▸ **What to do**
Locate the line that contains "Keep to these rules. Indicate every instance of the short", then copy it and all later lines of the data below exactly, through the last one.

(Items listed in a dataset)
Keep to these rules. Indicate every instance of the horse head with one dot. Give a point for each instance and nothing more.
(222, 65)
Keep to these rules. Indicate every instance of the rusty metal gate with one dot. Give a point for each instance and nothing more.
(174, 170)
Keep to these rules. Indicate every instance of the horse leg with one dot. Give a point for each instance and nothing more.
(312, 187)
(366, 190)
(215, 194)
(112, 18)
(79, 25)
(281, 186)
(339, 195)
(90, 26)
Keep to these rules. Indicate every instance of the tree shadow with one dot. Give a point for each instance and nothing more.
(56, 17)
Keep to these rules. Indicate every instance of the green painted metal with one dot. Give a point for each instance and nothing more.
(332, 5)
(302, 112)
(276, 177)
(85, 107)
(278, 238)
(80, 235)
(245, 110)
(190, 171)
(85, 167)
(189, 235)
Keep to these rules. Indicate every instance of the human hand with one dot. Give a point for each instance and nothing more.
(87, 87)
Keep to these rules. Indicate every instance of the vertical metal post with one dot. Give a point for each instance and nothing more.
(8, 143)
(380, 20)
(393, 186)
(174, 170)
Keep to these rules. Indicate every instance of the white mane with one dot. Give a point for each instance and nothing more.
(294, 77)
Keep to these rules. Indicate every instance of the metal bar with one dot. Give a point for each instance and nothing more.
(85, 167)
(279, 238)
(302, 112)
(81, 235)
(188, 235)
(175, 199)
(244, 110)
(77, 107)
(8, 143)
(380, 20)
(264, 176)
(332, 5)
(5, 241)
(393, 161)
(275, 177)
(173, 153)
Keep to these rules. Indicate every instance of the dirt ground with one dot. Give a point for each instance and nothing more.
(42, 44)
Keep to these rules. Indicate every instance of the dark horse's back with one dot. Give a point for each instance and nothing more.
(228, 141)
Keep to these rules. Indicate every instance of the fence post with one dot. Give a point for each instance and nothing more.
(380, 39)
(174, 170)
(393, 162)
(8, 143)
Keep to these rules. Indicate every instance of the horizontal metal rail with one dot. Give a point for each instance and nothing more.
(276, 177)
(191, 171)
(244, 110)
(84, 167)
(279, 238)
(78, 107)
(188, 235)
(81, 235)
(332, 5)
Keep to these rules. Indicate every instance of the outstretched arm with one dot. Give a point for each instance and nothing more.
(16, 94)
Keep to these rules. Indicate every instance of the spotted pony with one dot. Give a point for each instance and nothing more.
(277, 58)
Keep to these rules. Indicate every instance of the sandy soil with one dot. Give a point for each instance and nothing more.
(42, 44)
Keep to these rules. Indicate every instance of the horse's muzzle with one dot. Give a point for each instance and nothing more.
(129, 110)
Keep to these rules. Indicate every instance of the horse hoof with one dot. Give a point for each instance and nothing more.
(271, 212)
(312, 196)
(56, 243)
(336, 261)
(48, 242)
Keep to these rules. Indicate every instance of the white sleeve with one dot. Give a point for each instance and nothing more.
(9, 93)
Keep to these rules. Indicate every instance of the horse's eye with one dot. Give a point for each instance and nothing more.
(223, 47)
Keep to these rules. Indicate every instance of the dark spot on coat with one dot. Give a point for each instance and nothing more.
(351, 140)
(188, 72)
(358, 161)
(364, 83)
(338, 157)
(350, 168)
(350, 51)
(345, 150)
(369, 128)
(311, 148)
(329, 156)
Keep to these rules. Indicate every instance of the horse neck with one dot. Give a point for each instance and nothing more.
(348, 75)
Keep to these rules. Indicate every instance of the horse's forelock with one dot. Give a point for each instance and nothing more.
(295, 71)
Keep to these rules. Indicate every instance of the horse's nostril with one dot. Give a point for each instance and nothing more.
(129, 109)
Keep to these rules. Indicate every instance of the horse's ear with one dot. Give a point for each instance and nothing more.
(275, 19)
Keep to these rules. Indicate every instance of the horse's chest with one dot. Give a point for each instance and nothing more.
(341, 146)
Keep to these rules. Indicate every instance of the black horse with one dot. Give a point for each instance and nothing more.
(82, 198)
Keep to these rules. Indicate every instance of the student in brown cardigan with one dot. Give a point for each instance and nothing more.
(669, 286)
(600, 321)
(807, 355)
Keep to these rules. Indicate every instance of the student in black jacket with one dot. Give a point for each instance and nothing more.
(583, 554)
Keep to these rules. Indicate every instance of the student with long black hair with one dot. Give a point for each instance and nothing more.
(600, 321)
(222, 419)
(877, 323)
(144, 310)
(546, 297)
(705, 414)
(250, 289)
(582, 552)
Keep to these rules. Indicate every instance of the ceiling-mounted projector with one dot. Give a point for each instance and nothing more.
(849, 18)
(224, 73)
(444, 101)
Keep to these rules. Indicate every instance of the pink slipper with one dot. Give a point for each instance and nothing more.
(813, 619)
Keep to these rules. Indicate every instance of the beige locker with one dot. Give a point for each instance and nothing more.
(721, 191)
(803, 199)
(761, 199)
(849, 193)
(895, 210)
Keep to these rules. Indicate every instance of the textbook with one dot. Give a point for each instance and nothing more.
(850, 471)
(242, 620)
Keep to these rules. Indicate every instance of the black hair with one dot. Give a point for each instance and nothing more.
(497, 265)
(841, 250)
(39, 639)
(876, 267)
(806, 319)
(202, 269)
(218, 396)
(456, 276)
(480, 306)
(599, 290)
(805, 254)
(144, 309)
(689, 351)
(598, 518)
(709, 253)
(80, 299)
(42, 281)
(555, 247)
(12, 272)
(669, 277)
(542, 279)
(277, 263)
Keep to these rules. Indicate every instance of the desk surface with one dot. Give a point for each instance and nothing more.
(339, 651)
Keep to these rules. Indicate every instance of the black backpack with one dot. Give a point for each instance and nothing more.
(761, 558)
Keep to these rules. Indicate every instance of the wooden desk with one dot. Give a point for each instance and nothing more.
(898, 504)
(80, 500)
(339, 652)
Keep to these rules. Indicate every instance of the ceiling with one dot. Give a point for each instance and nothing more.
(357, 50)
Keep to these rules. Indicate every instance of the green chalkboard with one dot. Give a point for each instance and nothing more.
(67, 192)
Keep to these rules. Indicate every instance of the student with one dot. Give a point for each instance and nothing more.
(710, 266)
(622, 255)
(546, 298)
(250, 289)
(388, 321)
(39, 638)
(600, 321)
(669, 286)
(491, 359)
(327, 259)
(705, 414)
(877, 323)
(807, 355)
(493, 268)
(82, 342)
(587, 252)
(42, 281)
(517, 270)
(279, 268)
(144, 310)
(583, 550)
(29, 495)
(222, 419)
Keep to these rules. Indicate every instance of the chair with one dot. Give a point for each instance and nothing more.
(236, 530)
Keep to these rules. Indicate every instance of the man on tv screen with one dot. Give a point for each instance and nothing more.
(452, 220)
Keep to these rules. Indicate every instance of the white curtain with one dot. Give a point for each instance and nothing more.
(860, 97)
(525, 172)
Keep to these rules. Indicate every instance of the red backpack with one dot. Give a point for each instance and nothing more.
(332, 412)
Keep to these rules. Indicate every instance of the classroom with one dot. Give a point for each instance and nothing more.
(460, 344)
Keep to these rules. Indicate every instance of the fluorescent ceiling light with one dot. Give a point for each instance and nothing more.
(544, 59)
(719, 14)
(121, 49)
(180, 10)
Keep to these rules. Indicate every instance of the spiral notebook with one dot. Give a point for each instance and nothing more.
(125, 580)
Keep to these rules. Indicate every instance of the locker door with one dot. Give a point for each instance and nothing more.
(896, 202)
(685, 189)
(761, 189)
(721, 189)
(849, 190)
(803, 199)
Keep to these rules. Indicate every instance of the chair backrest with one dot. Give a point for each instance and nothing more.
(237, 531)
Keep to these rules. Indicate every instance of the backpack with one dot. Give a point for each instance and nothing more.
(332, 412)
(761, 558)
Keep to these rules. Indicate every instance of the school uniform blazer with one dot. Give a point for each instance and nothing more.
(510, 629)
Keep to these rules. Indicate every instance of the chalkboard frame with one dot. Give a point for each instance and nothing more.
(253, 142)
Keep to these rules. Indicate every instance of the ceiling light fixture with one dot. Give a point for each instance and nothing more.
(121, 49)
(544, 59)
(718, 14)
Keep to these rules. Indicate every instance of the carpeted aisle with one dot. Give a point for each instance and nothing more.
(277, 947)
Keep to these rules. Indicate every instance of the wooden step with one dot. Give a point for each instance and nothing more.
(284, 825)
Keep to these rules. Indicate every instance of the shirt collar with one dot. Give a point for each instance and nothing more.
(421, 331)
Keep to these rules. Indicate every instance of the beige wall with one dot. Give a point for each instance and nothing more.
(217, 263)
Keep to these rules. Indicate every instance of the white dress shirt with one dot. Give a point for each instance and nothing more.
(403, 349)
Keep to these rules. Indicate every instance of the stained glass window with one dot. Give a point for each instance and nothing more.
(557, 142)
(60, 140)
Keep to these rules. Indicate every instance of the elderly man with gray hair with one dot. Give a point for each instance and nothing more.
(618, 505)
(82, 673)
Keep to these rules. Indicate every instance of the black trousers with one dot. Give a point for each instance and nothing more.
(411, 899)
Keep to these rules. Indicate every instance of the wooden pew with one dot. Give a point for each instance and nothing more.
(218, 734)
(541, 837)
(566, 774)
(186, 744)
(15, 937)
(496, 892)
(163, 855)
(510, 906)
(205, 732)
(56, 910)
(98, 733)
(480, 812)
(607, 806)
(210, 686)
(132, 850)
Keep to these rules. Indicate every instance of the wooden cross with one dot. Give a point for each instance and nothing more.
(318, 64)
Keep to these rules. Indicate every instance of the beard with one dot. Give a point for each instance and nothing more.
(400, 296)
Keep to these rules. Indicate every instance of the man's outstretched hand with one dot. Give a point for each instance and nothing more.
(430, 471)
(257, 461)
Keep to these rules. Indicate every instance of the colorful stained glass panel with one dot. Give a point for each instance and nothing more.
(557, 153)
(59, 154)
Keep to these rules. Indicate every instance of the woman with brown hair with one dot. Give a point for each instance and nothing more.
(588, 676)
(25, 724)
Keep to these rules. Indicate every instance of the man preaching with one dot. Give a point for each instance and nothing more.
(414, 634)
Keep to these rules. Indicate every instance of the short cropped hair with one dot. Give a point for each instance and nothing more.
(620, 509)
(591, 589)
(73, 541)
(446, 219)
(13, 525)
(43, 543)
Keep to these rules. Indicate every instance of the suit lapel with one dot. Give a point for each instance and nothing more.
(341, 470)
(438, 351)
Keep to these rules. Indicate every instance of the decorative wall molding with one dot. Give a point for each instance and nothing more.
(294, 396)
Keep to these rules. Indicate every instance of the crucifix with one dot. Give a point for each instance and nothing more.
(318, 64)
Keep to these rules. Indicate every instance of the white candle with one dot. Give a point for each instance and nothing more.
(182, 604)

▸ **Solution**
Keep to these rules. Indicate every instance of the short cropped hair with one dot. Give a point for each instance and nothing more.
(620, 509)
(591, 589)
(73, 541)
(446, 219)
(13, 525)
(43, 543)
Keep to these rules. Indicate every instance of the suit lapel with one dot. Give a point for each instance and nothing more.
(341, 470)
(438, 351)
Keep to these rules. Indicate every instance of the decorative wall molding with one dot. Give a point for each instance and nothing more.
(294, 396)
Keep to these rules. Indicate every instance of the crucifix with one dot. Give a point for each instance and nothing more.
(318, 64)
Keep to these rules. Indicate every instance of the white candle with one dot. Give a point for each instance and nothing more.
(182, 604)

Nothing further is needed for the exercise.